◆ **Task to carry out**: Each line of the data must be set down again without a single difference.

◆ **Given information**:
+ + + + +

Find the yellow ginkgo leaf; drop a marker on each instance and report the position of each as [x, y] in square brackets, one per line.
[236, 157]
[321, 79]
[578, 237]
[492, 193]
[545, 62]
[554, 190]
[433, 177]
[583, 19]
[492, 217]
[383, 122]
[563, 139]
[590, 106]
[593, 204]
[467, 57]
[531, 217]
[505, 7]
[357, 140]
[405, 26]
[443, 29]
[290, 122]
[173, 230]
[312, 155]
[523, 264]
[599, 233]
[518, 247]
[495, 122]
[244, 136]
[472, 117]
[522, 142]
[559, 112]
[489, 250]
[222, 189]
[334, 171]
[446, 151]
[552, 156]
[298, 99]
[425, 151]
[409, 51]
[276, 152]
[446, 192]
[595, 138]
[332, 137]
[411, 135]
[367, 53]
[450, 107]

+ + + + +

◆ **Answer to the exercise**:
Find the yellow ginkgo leaf; drop a marker on each instance and report the position of each as [x, y] in square brackets, one per line.
[236, 157]
[321, 79]
[578, 237]
[492, 193]
[545, 62]
[554, 190]
[433, 177]
[583, 19]
[492, 217]
[383, 122]
[563, 139]
[590, 106]
[593, 204]
[467, 57]
[531, 217]
[505, 7]
[357, 140]
[405, 26]
[443, 29]
[290, 122]
[173, 230]
[312, 155]
[523, 264]
[599, 233]
[518, 247]
[495, 122]
[244, 136]
[472, 117]
[522, 142]
[559, 112]
[489, 250]
[222, 189]
[334, 171]
[446, 151]
[552, 156]
[298, 99]
[425, 151]
[409, 51]
[276, 152]
[446, 192]
[595, 138]
[332, 137]
[411, 135]
[367, 53]
[450, 107]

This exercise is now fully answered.